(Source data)
####

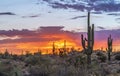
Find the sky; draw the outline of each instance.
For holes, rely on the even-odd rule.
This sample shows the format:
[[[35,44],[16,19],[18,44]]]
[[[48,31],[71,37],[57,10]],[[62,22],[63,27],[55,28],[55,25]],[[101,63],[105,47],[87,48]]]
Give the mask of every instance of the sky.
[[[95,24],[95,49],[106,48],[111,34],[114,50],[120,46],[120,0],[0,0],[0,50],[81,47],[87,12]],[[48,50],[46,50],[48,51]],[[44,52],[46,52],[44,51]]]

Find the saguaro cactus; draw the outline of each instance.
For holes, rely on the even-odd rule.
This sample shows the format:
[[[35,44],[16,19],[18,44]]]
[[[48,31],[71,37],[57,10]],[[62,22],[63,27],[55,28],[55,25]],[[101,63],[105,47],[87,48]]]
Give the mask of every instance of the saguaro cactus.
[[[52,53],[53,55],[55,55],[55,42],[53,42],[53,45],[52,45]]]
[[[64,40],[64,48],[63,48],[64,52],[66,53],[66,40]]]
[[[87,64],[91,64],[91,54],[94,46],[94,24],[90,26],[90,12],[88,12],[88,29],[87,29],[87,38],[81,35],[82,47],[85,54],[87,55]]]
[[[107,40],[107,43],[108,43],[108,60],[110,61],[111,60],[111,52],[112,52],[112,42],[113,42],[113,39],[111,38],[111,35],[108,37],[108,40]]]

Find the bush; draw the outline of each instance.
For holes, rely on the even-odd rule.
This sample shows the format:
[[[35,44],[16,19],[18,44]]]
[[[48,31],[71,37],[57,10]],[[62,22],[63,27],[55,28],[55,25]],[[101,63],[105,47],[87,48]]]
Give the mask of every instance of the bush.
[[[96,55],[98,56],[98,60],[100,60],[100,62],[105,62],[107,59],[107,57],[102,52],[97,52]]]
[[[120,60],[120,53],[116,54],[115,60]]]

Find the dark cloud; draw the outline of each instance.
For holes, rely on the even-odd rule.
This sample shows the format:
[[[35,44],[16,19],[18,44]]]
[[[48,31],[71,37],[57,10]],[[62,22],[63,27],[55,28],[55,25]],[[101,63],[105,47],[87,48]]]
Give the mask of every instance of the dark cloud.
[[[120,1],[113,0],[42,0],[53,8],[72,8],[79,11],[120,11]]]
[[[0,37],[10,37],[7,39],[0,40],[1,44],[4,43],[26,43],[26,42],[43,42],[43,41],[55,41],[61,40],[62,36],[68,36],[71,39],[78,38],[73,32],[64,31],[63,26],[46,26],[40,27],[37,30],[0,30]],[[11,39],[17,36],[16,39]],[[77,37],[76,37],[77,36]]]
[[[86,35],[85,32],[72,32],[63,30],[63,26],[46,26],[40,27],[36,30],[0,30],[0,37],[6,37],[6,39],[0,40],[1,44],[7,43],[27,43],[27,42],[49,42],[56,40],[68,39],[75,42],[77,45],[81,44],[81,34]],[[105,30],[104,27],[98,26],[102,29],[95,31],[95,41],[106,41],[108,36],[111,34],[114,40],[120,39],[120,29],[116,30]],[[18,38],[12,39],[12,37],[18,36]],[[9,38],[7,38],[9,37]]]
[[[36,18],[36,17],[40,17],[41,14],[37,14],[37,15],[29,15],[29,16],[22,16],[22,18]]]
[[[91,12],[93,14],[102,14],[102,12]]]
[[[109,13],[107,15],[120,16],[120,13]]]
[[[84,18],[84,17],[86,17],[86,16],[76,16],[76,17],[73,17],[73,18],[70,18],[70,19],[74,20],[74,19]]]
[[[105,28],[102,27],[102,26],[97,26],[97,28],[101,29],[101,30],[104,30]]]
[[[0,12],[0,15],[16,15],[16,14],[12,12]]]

####

◆ **Goal of the exercise**:
Reproduce the material above line for line, leaving the pictures out.

◆ **Final answer**:
Find the sky; draw the outline of each instance.
For holes, rely on the even-odd rule.
This sample shows the format:
[[[35,44],[16,19],[18,44]]]
[[[48,31],[71,37],[57,10]],[[62,22],[63,27],[55,28],[55,25]],[[101,63],[105,47],[87,48]]]
Give the mask of every instance of the sky.
[[[95,24],[95,49],[106,48],[111,34],[114,50],[120,46],[120,0],[0,0],[0,50],[81,47],[87,12]],[[48,50],[46,50],[48,51]],[[44,52],[46,52],[44,51]]]

Find the saguaro cactus; draw the outline of each instance.
For holes, rely on the even-odd rule.
This sample shows the format:
[[[35,44],[16,19],[18,44]]]
[[[48,31],[71,37],[57,10]],[[62,22],[63,27],[55,28],[55,25]],[[101,63],[105,47],[87,48]]]
Give the mask of every instance of the saguaro cactus.
[[[52,53],[53,55],[55,55],[55,42],[53,42],[53,45],[52,45]]]
[[[64,40],[64,48],[63,48],[64,52],[66,53],[66,40]]]
[[[87,64],[91,64],[91,54],[94,46],[94,24],[90,26],[90,12],[88,12],[88,29],[87,29],[87,38],[81,35],[82,47],[85,54],[87,55]]]
[[[107,40],[107,43],[108,43],[108,60],[110,61],[111,60],[111,52],[112,52],[112,42],[113,42],[113,39],[111,38],[111,35],[108,37],[108,40]]]

Find the bush; draw the outline of each instance.
For holes, rely on the even-odd rule.
This sample shows the format:
[[[35,44],[16,19],[18,44]]]
[[[48,31],[71,37],[57,10]],[[62,22],[63,27],[55,28],[55,25]],[[101,63],[105,47],[87,48]]]
Give the mask of every instance of the bush.
[[[96,55],[98,56],[98,60],[100,60],[100,62],[105,62],[107,59],[107,57],[102,52],[97,52]]]
[[[120,60],[120,53],[116,54],[115,60]]]

Find the dark cloud; draw the outline of each instance.
For holes, rely on the even-odd rule.
This sample shows the format:
[[[35,44],[16,19],[18,44]]]
[[[48,31],[71,37],[57,10]],[[62,22],[63,27],[55,28],[55,25]],[[101,63],[105,47],[87,48]]]
Give the mask of every instance of the dark cloud.
[[[120,1],[113,0],[42,0],[53,8],[72,8],[79,11],[120,11]]]
[[[0,37],[10,37],[7,39],[0,40],[1,44],[4,43],[26,43],[26,42],[43,42],[43,41],[55,41],[61,40],[62,36],[68,36],[71,39],[78,38],[73,32],[64,31],[63,26],[46,26],[40,27],[37,30],[0,30]],[[11,39],[17,36],[16,39]],[[77,37],[76,37],[77,36]]]
[[[86,35],[85,32],[72,32],[63,30],[63,26],[46,26],[40,27],[36,30],[0,30],[0,37],[6,37],[6,39],[0,40],[1,44],[7,43],[27,43],[27,42],[49,42],[56,40],[68,39],[75,42],[77,45],[81,44],[81,34]],[[105,30],[104,27],[98,26],[102,29],[95,31],[95,41],[106,41],[108,36],[111,34],[114,40],[120,39],[120,29],[116,30]],[[18,38],[12,39],[12,37],[18,36]],[[9,38],[7,38],[9,37]]]
[[[36,18],[36,17],[40,17],[41,14],[37,14],[37,15],[29,15],[29,16],[22,16],[22,18]]]
[[[91,12],[93,14],[102,14],[102,12]]]
[[[109,13],[107,15],[120,16],[120,13]]]
[[[84,18],[84,17],[86,17],[86,16],[76,16],[76,17],[73,17],[73,18],[70,18],[70,19],[74,20],[74,19]]]
[[[105,28],[102,27],[102,26],[97,26],[97,28],[101,29],[101,30],[104,30]]]
[[[0,12],[0,15],[16,15],[16,14],[12,12]]]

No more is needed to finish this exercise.